--- start of Data supplied ---

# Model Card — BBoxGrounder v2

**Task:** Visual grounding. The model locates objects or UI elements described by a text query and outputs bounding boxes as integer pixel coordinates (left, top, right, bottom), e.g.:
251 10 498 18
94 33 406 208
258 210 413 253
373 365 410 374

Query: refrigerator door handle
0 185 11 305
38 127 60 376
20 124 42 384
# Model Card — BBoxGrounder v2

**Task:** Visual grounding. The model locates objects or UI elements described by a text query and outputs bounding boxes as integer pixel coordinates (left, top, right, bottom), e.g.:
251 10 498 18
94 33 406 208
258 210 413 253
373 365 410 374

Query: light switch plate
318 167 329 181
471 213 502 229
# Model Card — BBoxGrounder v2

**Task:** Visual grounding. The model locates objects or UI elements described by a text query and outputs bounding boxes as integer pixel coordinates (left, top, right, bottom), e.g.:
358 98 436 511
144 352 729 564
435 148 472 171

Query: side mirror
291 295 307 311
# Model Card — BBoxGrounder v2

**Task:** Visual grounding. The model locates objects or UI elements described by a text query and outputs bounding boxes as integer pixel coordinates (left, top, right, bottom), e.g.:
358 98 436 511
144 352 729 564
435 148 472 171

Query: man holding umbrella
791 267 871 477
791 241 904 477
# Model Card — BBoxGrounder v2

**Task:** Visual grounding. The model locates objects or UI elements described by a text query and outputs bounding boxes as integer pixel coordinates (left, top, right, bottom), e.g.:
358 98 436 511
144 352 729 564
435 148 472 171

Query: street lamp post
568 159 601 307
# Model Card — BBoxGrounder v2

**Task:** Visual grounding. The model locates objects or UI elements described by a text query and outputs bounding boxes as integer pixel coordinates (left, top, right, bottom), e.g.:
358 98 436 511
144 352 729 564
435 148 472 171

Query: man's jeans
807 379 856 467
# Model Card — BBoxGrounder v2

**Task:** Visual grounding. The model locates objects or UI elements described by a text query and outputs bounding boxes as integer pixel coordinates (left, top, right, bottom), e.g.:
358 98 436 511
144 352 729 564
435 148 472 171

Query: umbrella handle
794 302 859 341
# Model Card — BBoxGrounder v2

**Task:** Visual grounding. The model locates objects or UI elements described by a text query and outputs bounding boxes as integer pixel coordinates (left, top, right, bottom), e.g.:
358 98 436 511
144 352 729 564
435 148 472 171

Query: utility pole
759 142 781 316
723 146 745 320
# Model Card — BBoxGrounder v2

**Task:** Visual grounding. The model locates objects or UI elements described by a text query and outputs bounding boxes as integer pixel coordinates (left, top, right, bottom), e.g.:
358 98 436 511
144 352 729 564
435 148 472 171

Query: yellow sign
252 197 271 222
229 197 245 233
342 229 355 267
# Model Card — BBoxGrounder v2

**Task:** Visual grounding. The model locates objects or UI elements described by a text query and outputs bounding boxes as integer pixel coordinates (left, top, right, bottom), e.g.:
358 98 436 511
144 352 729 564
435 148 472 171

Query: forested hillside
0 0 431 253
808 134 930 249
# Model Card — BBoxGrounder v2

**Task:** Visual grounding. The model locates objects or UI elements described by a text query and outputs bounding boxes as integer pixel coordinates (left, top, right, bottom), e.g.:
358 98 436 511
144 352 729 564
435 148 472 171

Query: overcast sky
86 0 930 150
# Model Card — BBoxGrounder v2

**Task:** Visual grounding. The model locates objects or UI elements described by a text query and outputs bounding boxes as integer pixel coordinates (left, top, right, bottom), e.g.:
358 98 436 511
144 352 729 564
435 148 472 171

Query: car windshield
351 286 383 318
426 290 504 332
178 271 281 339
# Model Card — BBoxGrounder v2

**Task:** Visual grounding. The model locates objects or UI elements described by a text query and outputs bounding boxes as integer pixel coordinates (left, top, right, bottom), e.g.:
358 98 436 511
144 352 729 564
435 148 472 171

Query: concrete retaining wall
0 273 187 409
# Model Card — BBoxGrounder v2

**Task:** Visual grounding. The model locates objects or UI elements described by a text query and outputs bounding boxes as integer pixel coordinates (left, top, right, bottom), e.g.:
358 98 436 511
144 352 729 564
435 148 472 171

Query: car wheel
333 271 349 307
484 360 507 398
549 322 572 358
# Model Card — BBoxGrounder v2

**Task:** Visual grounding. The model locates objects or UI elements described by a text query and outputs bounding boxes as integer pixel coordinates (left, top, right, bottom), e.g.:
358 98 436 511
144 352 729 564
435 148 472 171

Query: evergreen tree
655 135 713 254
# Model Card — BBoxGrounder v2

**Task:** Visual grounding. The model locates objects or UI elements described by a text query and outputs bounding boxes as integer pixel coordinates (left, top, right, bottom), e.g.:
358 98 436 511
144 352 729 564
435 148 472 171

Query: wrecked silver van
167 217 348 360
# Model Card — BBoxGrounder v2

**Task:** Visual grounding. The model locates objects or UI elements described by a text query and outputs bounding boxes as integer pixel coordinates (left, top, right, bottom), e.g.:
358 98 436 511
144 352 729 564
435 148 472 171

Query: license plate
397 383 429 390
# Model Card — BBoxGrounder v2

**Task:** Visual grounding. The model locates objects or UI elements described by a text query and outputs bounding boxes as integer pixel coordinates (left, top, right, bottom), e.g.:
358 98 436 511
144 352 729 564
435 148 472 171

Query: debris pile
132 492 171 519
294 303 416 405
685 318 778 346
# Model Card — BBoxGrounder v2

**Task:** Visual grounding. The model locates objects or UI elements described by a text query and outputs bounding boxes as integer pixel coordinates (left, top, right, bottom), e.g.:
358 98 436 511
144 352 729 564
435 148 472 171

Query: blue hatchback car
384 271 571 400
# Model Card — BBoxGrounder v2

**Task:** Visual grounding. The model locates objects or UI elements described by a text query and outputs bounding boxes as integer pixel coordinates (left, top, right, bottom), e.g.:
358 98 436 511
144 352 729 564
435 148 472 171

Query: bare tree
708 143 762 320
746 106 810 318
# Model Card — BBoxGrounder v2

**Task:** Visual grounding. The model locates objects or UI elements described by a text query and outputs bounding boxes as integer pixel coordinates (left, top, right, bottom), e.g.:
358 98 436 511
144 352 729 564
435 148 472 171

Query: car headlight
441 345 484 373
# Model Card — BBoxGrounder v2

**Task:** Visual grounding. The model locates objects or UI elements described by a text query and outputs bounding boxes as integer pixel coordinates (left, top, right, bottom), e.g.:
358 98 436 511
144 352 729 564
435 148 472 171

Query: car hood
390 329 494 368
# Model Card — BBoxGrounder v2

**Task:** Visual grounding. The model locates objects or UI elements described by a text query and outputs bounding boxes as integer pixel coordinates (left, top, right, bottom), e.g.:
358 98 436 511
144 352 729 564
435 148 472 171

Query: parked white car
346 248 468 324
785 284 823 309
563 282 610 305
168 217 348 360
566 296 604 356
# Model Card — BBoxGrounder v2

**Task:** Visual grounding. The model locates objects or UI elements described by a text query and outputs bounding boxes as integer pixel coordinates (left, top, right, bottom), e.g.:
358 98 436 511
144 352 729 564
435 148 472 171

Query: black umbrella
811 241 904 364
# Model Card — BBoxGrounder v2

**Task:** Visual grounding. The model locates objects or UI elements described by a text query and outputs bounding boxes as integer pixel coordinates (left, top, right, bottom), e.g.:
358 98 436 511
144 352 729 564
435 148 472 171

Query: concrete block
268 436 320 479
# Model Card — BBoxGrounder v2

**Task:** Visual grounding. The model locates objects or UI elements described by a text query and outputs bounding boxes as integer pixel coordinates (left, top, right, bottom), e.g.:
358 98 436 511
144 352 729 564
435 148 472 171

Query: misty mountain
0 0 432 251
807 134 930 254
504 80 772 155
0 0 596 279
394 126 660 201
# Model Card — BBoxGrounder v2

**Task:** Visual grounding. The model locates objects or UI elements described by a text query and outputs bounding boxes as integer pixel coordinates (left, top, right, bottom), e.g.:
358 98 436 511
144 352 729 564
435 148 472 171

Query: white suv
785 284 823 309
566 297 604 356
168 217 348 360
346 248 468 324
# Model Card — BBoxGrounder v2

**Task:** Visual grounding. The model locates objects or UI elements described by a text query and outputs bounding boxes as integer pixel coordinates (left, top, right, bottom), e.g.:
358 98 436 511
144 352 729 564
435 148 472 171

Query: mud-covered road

--- end of Data supplied ---

Short problem
Count the lines in the data above that contain the string "plate", matching case exactly. Reply with the number alone.

Solution
2